WORK ITEM. Transcribe the records below. Leave every line exactly as written.

GIVEN RECORDS.

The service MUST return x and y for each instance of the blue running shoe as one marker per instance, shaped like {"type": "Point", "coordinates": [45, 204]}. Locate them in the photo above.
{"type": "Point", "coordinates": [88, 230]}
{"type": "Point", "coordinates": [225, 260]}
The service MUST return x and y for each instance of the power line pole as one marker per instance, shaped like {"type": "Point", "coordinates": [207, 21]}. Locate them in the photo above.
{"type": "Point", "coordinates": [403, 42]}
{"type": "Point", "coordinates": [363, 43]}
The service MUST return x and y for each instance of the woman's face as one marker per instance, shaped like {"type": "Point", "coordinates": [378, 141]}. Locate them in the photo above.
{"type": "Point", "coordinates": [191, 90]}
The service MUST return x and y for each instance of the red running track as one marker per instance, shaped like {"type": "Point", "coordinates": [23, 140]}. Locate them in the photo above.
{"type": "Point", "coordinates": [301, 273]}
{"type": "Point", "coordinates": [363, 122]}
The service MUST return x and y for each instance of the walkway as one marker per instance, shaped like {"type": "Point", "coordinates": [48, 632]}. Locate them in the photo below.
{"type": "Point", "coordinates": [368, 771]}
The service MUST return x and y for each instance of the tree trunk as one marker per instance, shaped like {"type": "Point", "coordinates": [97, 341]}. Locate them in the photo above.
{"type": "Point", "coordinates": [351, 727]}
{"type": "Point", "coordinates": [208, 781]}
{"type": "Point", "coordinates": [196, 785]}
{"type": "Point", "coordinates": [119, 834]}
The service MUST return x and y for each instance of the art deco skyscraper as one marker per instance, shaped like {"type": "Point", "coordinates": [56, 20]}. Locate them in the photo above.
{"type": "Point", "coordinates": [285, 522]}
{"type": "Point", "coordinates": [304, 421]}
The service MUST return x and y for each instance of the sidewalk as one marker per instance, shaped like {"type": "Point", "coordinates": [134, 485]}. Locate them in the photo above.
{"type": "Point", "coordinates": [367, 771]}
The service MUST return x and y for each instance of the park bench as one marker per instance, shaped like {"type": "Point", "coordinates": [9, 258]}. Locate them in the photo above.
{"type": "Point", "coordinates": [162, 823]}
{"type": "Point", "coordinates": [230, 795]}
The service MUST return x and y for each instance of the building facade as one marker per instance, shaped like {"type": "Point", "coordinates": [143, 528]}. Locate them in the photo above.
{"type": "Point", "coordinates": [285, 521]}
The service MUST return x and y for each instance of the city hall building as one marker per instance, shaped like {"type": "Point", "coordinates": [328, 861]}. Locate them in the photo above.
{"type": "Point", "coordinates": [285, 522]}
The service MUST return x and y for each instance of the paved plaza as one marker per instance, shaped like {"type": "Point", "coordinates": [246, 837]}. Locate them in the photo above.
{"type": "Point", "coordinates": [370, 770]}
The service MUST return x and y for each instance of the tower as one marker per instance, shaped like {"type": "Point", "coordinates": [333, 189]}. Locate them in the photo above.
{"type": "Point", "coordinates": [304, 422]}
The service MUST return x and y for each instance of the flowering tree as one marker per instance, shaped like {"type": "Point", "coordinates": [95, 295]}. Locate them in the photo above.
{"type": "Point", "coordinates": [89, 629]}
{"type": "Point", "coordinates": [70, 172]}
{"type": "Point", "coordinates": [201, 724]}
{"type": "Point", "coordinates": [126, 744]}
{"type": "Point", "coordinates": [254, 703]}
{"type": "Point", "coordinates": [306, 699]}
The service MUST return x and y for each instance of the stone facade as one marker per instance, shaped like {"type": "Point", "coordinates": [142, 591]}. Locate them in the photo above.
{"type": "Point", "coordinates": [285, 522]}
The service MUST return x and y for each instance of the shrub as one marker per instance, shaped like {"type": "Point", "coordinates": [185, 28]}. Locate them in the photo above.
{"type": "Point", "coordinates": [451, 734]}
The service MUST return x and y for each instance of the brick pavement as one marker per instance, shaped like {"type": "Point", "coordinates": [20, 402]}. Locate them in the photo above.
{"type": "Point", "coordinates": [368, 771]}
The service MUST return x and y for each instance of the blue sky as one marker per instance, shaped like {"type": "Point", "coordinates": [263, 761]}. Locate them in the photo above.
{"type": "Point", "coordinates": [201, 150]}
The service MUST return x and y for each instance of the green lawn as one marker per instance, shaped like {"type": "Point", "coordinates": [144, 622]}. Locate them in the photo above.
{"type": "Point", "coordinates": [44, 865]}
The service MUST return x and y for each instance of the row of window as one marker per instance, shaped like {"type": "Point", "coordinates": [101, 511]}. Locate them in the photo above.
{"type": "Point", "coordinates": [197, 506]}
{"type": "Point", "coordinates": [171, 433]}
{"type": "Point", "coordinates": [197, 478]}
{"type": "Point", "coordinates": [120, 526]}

REPLY TO THE EXERCISE.
The service MUST return x and y for each instance of the blue running shoe as one marker per instance, shaped like {"type": "Point", "coordinates": [45, 204]}. Locate them in the photo above.
{"type": "Point", "coordinates": [88, 230]}
{"type": "Point", "coordinates": [225, 260]}
The service MUST return x and y for each instance of the power line pole as one marker per instance, shaped like {"type": "Point", "coordinates": [207, 21]}. Locate them in the photo above.
{"type": "Point", "coordinates": [403, 42]}
{"type": "Point", "coordinates": [363, 43]}
The service MUST return x and y for each instance of the woman's face as one marker per instance, shaped like {"type": "Point", "coordinates": [378, 141]}. Locate them in the photo above.
{"type": "Point", "coordinates": [191, 90]}
The service MUST return x and y for each instance of the red running track as one marker per instance, shaped like {"type": "Point", "coordinates": [23, 140]}. Locate them in the photo above.
{"type": "Point", "coordinates": [301, 273]}
{"type": "Point", "coordinates": [363, 122]}
The service MUST return x and y for each instance of the walkway as one marker per instance, shaped like {"type": "Point", "coordinates": [48, 632]}. Locate them in the photo below.
{"type": "Point", "coordinates": [368, 771]}
The service MUST return x and y for each instance of the tree trunk as one marker per instance, shaped like {"type": "Point", "coordinates": [97, 341]}. Locate them in the photo above.
{"type": "Point", "coordinates": [351, 727]}
{"type": "Point", "coordinates": [208, 781]}
{"type": "Point", "coordinates": [196, 785]}
{"type": "Point", "coordinates": [119, 834]}
The service MUST return x and y for each instance of the art deco skyscraper as one marker per instance, shaped like {"type": "Point", "coordinates": [56, 20]}. Locate them in the photo above.
{"type": "Point", "coordinates": [285, 522]}
{"type": "Point", "coordinates": [304, 421]}
The service MUST return x and y for each instance of the sidewalk as one marker per instance, shaped like {"type": "Point", "coordinates": [134, 485]}. Locate them in the photo above.
{"type": "Point", "coordinates": [367, 771]}
The service MUST return x and y for each instance of the park bench as one marker per instance, shaped like {"type": "Point", "coordinates": [9, 258]}. Locate them in the photo above.
{"type": "Point", "coordinates": [162, 823]}
{"type": "Point", "coordinates": [230, 795]}
The service MUST return x and y for each instance of the building facade as one marker per instance, shaped like {"type": "Point", "coordinates": [143, 528]}. Locate them in the photo above.
{"type": "Point", "coordinates": [285, 521]}
The service MUST return x and y for each instance of the city hall building as one marker per instance, shaped like {"type": "Point", "coordinates": [328, 861]}. Locate them in the photo above.
{"type": "Point", "coordinates": [285, 522]}
The service MUST return x and y for each instance of the paved plaza as one marker per instance, shaped like {"type": "Point", "coordinates": [246, 837]}. Locate them in the photo above.
{"type": "Point", "coordinates": [370, 770]}
The service MUST return x and y for each instance of the tower as one marker per instance, shaped like {"type": "Point", "coordinates": [333, 189]}. Locate them in the photo above.
{"type": "Point", "coordinates": [304, 422]}
The service MUST return x and y for each instance of the flowering tree as one marker per instance, shaped like {"type": "Point", "coordinates": [95, 295]}. Locate them in the photo above.
{"type": "Point", "coordinates": [89, 629]}
{"type": "Point", "coordinates": [70, 172]}
{"type": "Point", "coordinates": [201, 724]}
{"type": "Point", "coordinates": [126, 744]}
{"type": "Point", "coordinates": [254, 703]}
{"type": "Point", "coordinates": [306, 699]}
The service MUST return x and y for each instance of the stone facade as one marker per instance, shaped like {"type": "Point", "coordinates": [142, 591]}. Locate them in the photo above.
{"type": "Point", "coordinates": [285, 522]}
The service MUST return x and y for each instance of the shrub as one marker per instance, shaped like {"type": "Point", "coordinates": [185, 28]}. Locate them in the photo above.
{"type": "Point", "coordinates": [451, 734]}
The service MUST return x and y for each instance of the brick pavement as one marker per instance, shaped like {"type": "Point", "coordinates": [20, 402]}. Locate them in the photo above.
{"type": "Point", "coordinates": [368, 771]}
The service MUST return x and y for each instance of the blue sky as one marker per instance, shaped like {"type": "Point", "coordinates": [263, 761]}. Locate them in the photo above.
{"type": "Point", "coordinates": [201, 150]}
The service MUST return x and y for each instance of the green lawn as one marker per instance, shaped like {"type": "Point", "coordinates": [144, 622]}. Locate them in the photo above.
{"type": "Point", "coordinates": [44, 865]}
The service MUST return x and y for each instance of the row of window as one marker per instance, shaped like {"type": "Point", "coordinates": [101, 511]}. Locate them in the photo above.
{"type": "Point", "coordinates": [197, 506]}
{"type": "Point", "coordinates": [171, 433]}
{"type": "Point", "coordinates": [197, 478]}
{"type": "Point", "coordinates": [120, 526]}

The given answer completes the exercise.